## WHAT THE EXERCISE ASKS
Print the lines below verbatim, beginning at the line that contains "# Locate the grassy field in this photo" and stopping after the line that contains "[885,554,931,635]".

++++++++++++++++++++

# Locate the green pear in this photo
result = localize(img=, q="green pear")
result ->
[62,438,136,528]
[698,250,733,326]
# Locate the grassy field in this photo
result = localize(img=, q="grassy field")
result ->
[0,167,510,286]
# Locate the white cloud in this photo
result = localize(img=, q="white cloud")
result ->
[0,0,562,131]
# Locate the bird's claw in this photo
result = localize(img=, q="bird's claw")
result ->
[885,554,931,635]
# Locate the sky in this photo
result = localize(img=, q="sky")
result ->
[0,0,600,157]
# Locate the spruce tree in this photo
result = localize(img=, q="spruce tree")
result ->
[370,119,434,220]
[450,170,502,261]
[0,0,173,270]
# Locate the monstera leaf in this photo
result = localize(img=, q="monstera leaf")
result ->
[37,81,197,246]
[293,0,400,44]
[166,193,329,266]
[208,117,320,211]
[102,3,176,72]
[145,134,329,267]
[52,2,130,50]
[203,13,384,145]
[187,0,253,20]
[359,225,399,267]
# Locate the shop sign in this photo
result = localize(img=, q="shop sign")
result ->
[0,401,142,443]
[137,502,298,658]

++++++++++++++++++++

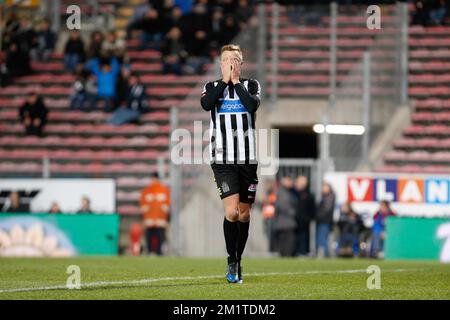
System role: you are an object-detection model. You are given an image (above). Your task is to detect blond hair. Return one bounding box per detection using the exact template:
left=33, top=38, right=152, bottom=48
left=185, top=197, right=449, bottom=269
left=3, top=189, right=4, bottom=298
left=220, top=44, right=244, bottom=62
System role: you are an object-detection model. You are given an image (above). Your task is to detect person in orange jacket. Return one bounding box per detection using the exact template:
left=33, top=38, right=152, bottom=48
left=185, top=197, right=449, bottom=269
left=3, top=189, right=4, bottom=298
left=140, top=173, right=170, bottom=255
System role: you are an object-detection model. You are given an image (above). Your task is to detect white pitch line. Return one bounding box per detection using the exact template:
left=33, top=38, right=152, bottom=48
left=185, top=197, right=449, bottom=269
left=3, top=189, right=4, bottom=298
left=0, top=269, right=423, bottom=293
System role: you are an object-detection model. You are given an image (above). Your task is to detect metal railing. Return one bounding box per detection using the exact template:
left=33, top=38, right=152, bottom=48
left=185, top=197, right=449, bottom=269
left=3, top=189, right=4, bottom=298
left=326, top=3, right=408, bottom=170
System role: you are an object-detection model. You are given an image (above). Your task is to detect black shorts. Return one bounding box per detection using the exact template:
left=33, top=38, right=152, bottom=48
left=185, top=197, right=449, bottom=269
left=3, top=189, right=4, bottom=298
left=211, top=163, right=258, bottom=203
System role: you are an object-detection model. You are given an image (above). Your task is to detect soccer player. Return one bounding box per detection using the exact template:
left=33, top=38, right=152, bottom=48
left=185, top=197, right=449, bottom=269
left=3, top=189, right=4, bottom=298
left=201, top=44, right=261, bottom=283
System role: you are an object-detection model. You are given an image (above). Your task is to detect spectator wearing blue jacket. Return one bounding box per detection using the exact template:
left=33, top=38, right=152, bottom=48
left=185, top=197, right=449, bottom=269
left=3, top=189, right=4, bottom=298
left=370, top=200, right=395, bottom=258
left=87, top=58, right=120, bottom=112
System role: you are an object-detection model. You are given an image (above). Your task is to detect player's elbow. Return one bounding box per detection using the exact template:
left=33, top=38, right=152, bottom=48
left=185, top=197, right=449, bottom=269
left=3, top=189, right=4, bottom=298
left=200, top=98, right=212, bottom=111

++++++++++++++++++++

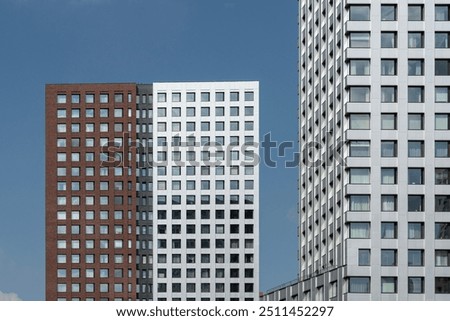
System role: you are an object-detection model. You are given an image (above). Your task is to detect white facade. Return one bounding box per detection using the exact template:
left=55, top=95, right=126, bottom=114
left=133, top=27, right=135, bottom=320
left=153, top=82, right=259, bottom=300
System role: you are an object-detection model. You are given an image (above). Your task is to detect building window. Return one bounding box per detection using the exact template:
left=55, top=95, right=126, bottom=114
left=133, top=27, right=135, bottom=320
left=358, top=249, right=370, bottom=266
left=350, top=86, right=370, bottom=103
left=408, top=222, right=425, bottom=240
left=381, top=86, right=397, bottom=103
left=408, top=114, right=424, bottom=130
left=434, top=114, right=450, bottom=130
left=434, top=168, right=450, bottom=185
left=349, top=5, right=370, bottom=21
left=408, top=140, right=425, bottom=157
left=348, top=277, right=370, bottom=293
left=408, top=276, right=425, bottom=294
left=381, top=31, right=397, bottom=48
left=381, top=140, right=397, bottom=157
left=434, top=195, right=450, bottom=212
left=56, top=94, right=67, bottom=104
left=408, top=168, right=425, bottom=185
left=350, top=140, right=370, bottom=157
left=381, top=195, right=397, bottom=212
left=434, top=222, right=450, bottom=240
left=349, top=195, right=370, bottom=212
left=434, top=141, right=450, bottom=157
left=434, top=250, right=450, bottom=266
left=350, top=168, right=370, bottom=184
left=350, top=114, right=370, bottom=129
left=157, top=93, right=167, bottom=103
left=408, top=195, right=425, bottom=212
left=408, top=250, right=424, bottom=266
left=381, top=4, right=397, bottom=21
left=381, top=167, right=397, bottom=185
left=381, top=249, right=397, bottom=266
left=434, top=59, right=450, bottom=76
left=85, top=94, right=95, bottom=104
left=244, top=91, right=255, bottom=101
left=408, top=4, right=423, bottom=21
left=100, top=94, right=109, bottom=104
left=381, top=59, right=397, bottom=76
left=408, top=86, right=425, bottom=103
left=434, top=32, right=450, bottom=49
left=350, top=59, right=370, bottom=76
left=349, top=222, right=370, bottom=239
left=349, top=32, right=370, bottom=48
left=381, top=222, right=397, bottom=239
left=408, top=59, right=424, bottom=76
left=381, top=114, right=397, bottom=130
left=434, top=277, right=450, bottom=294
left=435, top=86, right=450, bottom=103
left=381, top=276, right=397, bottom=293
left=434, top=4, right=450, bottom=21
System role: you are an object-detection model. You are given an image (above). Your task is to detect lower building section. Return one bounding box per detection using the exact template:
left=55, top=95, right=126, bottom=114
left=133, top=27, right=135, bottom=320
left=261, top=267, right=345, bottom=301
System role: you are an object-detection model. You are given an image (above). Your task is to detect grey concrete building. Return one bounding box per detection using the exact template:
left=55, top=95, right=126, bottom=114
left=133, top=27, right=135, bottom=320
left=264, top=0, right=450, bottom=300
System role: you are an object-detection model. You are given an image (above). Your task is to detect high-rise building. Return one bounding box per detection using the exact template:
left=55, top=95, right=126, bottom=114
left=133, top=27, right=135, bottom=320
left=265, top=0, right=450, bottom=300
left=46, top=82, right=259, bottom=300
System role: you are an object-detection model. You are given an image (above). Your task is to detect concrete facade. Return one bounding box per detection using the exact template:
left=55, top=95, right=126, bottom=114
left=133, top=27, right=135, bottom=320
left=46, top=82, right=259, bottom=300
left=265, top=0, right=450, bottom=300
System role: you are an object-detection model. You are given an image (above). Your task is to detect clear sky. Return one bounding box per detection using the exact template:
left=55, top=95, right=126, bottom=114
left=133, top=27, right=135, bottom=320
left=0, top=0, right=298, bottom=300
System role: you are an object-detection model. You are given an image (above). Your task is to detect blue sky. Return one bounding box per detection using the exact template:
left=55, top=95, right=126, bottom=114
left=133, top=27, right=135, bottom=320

++++++++++++++++++++

## SOLUTION TO THIS TASK
# Locate the grassy field in this photo
result = localize(img=, q="grassy field")
result ->
[0,167,510,286]
# Locate the white cloud in this photo
result = localize(img=, q="white cloud")
result ->
[0,0,562,131]
# Locate the bird's claw in this photo
result = localize(img=, q="bird's claw")
result ->
[885,554,931,635]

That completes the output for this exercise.